§ **Task requirements**:
Give the lines of the material below as a JSON list of strings, one string per line and with blank lines omitted. Start at the line containing "geranium flower in the photo above." and continue through the end of the material, including both ends.

§ **Named object pointing material**:
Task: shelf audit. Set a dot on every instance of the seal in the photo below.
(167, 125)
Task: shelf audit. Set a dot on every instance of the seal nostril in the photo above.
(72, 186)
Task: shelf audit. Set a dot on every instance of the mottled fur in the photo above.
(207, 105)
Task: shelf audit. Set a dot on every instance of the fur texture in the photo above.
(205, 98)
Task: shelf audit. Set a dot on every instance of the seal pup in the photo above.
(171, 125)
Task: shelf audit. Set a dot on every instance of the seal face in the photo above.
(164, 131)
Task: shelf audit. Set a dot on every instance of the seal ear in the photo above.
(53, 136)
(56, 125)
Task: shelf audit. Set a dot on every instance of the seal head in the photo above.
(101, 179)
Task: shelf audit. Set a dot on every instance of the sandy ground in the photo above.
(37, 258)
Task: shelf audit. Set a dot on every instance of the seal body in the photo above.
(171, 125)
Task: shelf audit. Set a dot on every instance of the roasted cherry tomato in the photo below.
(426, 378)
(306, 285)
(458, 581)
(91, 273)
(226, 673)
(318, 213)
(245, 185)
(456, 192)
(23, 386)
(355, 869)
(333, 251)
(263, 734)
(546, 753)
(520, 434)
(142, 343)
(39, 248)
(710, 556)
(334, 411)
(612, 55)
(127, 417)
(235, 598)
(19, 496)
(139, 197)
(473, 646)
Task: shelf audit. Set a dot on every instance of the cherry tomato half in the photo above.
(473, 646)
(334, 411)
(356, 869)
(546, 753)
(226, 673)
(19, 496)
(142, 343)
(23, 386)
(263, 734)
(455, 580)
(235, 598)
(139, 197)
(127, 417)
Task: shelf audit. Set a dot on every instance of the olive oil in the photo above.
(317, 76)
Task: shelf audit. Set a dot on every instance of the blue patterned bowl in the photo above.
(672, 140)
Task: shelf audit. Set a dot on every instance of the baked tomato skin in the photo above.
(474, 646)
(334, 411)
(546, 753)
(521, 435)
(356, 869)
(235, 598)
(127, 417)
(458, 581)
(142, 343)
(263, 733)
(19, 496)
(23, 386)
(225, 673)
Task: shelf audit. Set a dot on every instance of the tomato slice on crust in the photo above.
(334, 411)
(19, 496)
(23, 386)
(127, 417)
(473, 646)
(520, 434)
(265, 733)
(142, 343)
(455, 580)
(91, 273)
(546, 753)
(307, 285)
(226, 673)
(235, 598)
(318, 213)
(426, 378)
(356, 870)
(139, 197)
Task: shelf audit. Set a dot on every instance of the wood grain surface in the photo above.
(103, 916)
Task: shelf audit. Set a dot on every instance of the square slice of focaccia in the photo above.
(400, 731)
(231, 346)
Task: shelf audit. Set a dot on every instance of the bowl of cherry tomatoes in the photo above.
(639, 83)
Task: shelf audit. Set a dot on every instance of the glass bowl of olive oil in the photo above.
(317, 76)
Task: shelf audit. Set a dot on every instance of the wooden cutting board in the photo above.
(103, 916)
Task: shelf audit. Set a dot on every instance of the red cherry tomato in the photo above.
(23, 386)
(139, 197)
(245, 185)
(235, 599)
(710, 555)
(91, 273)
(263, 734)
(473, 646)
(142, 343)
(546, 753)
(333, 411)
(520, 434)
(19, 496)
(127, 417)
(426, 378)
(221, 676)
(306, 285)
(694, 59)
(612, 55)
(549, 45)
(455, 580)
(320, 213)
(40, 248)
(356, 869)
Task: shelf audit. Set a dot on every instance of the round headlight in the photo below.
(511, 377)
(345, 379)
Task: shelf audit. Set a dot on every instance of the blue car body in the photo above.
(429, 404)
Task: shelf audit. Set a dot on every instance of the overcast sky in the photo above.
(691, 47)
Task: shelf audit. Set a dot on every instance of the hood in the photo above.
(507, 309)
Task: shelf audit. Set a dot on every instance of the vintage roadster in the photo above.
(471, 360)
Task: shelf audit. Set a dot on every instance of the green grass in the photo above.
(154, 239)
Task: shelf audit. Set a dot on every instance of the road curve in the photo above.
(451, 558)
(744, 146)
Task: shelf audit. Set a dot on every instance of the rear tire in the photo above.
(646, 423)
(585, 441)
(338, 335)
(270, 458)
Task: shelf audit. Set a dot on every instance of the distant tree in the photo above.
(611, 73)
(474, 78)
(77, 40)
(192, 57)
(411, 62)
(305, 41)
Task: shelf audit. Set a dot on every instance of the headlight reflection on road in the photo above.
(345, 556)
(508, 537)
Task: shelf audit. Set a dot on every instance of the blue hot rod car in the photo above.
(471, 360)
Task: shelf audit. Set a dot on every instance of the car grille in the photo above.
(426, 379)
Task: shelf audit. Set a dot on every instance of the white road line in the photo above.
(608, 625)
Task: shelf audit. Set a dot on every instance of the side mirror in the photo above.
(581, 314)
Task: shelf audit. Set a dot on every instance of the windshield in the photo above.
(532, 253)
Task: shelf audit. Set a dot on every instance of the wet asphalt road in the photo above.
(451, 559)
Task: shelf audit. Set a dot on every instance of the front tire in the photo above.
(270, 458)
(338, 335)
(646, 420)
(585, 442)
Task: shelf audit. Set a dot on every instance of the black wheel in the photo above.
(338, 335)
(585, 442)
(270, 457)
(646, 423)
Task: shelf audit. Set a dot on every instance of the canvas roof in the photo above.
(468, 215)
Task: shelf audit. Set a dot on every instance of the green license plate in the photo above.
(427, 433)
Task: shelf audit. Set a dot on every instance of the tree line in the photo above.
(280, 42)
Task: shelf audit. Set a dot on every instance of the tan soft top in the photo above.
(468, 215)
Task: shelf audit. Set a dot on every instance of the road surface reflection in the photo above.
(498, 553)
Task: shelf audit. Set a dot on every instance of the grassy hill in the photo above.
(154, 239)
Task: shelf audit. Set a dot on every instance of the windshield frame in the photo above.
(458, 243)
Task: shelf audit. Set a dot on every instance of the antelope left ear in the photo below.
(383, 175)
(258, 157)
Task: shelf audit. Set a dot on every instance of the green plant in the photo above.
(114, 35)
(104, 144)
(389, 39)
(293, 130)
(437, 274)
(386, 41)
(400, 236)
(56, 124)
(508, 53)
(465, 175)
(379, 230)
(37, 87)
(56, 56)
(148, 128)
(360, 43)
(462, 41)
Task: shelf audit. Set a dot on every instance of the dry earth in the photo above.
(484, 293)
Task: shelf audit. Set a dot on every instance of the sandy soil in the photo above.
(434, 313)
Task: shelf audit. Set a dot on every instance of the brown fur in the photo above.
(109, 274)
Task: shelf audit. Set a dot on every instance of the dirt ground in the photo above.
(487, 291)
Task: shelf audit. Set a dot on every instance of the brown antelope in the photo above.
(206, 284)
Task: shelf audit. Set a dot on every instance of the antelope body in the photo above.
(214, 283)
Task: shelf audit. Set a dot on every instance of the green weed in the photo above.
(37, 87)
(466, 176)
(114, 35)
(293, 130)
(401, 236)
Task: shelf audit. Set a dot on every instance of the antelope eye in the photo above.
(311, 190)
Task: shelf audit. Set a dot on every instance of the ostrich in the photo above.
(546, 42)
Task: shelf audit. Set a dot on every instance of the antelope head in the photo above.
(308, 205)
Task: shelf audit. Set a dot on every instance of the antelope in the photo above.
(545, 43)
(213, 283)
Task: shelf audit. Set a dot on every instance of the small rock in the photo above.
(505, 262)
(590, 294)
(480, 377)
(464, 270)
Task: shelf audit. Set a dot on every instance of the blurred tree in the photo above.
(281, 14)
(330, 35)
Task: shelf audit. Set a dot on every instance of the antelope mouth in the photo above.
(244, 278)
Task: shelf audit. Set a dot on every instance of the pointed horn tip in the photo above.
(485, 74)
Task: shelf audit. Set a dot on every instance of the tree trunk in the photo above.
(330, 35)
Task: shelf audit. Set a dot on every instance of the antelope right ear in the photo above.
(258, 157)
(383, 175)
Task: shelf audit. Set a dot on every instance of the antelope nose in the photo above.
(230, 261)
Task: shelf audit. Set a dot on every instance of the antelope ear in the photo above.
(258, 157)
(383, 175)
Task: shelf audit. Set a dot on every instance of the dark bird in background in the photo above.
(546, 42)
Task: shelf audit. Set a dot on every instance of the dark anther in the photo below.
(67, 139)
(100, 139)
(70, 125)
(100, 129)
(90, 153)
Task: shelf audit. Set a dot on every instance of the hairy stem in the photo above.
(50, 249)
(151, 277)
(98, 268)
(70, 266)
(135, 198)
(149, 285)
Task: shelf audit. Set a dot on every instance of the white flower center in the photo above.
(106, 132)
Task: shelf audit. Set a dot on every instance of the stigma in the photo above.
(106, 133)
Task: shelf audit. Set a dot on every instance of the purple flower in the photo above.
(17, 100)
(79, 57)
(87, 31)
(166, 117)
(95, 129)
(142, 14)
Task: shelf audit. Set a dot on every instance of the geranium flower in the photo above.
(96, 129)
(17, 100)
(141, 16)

§ **Solution to the exercise**:
[
  "Task: shelf audit. Set a dot on every instance of the geranium flower in the photo above.",
  "(96, 129)",
  "(17, 100)",
  "(141, 16)"
]